◆ Texte de lecture ◆
L’occasion ne s’est pas encore présentée de dire que M. de Novion avait, outre le fils à l’honneur duquel il ménageait une si rude atteinte, deux autres enfans, l’un ecclésiastique, l’autre portant l’épée, tous deux à ce point imbus de l’esprit paternel qu’ils s’éprirent successivement de leur charmante belle-sœur. Lorsque celle-ci, avec une douleur facile à imaginer, se fut aperçue des empressemens que l’abbé de Novion[1] commençait à manifester, elle feignit d’en méconnaître le sens pour n’avoir à lui témoigner aucunement l’amer dédain qu’il lui inspirait. Ce silence prudent eut sa récompense, car l’abbé, qui ne pouvait guère s’abuser ni sur son mérite personnel ni sur l’indifférence dont ses premiers soins étaient payés, sut se détacher à temps d’une si folle passion. Le chevalier de Novion[2] se montra plus tenace et moins avisé. Le déplaisir qu’il eut de ne pouvoir faire écouter ses soupirs, — il n’y avait guère d’apparence, dit notre chroniqueur, avec une physionomie et un esprit aussi rudes, — le conduisit à mille extravagances qui ajoutèrent un inutile surcroît aux déplaisirs de la pauvre jeune femme égarée dans cette famille perverse.

On doit croire que chacun de ces rivaux marchait à ses fins dans le plus grand mystère. M. de Novion cependant fut mis au courant de ce qu’avaient tenté ses deux derniers fils par un quatrième prétendant, — le plus dissimulé de tous, — qui, ayant surpris leurs menées, devina l’amour du président et espérait se débarrasser, en les armant les uns contre les autres, de ces concurrens diversement dangereux. Sans être positivement aimable, M. d’Egvilly, — c’est le nom du personnage, — comptait parmi ceux à qui tout espoir de

  1. Jacques Potier. Il fut évêque de Sisteron en 1677 et de Fréjus en 1680; puis le siège d’Évreux venant à vaquer avant l’obtention des bulles, il en fut pourvu l’année suivante. Il mourut en 1709, âgé de soixante-deux ans.
  2. Claude Potier, chevalier de Malte en 1665, capitaine de chevau-légers en 1667.

◆ Consigne 1 ◆
Résumez en deux phrases le texte de lecture consacré aux fils de M. de Novion.
◆ Consigne 2 ◆
Répondez aux questions suivantes à partir du texte de lecture.
(a) De quel siège épiscopal Jacques Potier fut-il pourvu après avoir été évêque de Sisteron puis de Fréjus ?
(b) Quelle attitude la belle-sœur adopta-t-elle face aux empressements de l'abbé de Novion ?
(c) Quel grade Claude Potier obtint-il en 1667 ?
◆ Consigne 3 ◆
Reproduisez le passage du texte de lecture allant de « 1. Jacques Potier. » jusqu'à « de soixante-deux ans. ».

◆ Données enregistrées ◆
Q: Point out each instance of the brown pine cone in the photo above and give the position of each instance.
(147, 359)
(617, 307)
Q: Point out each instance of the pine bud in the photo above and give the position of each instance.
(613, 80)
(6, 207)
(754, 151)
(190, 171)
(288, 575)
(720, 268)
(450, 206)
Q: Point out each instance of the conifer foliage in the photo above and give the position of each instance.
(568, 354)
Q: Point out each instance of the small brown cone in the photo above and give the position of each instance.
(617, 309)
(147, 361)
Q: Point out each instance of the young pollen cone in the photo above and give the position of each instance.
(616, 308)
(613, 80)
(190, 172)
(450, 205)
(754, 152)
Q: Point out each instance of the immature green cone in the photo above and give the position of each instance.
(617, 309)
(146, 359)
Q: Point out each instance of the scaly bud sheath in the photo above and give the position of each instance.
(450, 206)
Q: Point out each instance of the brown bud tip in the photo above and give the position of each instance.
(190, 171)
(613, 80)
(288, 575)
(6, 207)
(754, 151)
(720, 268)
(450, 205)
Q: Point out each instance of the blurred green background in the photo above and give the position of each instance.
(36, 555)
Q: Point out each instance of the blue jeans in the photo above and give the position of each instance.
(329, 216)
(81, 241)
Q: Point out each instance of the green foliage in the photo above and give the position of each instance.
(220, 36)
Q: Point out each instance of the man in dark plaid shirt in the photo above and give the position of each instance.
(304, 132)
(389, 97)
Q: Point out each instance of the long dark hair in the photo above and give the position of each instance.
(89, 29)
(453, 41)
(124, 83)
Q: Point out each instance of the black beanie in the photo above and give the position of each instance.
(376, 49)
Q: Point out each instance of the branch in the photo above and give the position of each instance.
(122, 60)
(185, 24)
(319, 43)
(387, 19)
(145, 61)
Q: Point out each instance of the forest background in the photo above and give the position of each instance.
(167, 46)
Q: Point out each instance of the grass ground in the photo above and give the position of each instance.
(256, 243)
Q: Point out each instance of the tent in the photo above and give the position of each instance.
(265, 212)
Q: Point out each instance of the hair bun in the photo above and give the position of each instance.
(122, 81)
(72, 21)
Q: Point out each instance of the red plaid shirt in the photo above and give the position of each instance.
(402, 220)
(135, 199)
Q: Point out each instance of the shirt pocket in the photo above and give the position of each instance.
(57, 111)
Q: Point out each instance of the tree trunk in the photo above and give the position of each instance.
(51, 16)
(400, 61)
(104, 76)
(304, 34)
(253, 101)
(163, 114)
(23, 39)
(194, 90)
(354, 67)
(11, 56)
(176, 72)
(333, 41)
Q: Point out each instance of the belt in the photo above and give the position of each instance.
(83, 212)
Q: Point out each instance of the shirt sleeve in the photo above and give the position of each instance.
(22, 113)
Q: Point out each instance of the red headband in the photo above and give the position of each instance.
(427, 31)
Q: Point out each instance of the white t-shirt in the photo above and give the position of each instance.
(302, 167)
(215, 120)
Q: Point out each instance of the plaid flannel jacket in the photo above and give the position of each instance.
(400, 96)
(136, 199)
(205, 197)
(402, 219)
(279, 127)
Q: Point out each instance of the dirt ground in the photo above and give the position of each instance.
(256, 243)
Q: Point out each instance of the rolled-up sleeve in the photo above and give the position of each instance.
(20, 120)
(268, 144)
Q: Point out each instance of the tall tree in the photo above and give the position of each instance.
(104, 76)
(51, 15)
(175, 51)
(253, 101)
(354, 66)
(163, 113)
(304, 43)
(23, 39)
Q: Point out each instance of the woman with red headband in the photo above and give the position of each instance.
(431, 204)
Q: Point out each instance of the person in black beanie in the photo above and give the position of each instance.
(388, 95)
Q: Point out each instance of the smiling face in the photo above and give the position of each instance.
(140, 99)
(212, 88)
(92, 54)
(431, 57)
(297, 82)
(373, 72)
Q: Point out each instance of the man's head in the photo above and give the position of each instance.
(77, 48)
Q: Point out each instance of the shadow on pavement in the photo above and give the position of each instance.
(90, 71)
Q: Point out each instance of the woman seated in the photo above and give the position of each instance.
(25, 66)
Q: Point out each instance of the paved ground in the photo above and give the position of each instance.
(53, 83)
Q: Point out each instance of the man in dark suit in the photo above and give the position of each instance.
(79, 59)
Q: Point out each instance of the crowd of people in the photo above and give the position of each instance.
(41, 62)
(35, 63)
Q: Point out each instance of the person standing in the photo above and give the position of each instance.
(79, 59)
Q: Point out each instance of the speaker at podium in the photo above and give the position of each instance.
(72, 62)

◆ Réponse 1 ◆
Outre le fils dont il préparait le déshonneur, M. de Novion avait deux autres fils, l'un ecclésiastique, l'autre portant l'épée, qui s'éprirent successivement de leur belle-sœur. L'abbé sut se détacher à temps de cette passion, tandis que le chevalier, plus tenace, se livra à mille extravagances, et M. de Novion fut informé de leurs tentatives par un quatrième prétendant, M. d'Egvilly, qui espérait les armer les uns contre les autres.

◆ Réponse 2 ◆
(a) Le siège d'Évreux.
(b) Elle feignit d'en méconnaître le sens.
(c) Capitaine de chevau-légers.

◆ Réponse 3 ◆
1. Jacques Potier. Il fut évêque de Sisteron en 1677 et de Fréjus en 1680; puis le siège d’Évreux venant à vaquer avant l’obtention des bulles, il en fut pourvu l’année suivante. Il mourut en 1709, âgé de soixante-deux ans.